┌────────

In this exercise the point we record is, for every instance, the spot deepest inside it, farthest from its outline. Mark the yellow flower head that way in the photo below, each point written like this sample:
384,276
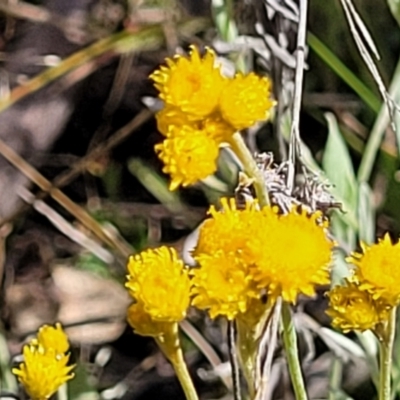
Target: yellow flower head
188,154
229,230
53,337
222,284
143,324
246,100
43,371
191,84
292,254
159,281
377,269
352,308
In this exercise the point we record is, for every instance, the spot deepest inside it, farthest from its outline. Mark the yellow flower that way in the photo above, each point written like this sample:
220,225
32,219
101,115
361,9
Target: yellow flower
191,84
222,284
43,371
246,100
143,324
352,308
292,254
53,337
159,282
229,229
377,268
188,154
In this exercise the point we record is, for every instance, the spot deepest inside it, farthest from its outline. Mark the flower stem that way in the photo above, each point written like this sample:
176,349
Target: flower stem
290,343
250,167
386,350
170,345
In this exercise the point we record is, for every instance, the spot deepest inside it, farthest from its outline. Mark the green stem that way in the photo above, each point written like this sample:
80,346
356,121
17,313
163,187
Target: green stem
290,343
247,346
250,168
170,345
386,351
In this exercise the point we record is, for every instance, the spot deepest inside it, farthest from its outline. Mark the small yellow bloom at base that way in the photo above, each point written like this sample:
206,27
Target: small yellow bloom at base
292,255
246,100
143,324
43,371
222,285
377,268
192,84
159,282
352,308
189,155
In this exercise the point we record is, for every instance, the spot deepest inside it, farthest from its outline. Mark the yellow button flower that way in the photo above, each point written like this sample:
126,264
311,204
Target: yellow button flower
222,285
377,268
292,254
43,371
229,230
246,100
188,154
191,84
352,308
159,282
143,324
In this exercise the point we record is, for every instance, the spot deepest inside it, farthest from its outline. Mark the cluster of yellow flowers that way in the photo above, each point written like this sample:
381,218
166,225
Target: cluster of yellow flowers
45,367
202,110
245,253
241,255
371,291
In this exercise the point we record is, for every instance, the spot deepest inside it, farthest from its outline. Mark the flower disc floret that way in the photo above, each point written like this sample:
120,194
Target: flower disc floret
43,371
229,229
246,100
193,84
159,281
352,308
292,255
377,268
188,154
143,324
222,285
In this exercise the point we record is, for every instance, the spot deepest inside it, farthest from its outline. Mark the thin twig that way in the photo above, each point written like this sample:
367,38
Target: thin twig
65,227
78,212
298,90
233,359
206,349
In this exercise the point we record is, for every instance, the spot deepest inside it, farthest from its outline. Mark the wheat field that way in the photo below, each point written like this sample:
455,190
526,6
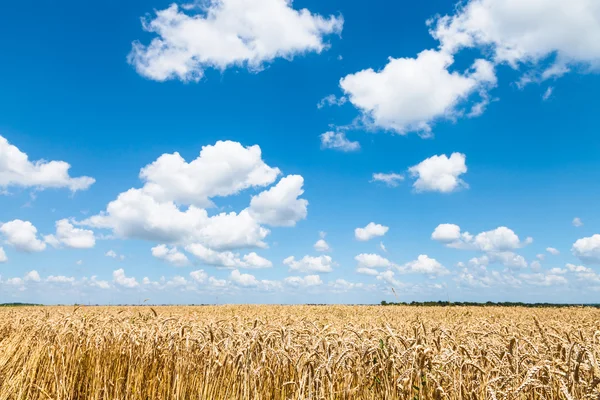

└────────

- _Task goal_: Copy exactly the lines from the line that has "Target: flower disc floret" through the last line of the entries above, inclusive, and no others. Pictures do not go in the copy.

- _Answer to this exercise_:
Target: flower disc floret
43,371
229,229
246,100
193,84
159,281
352,308
292,255
377,268
188,154
143,324
222,285
In this exercise the point we record is, for every instance, the spot deepest inside it, farthest from its outline. Mark the thin twig that way in the photo above, each point written like this sample:
367,38
Target: thin twig
65,227
78,212
298,90
233,359
206,349
In this exercise the point we record is, for every instance, the spot deepest inside it, farthest from its outline. Mark the wheat field that way in the photo below, each point written like this sample:
455,190
526,6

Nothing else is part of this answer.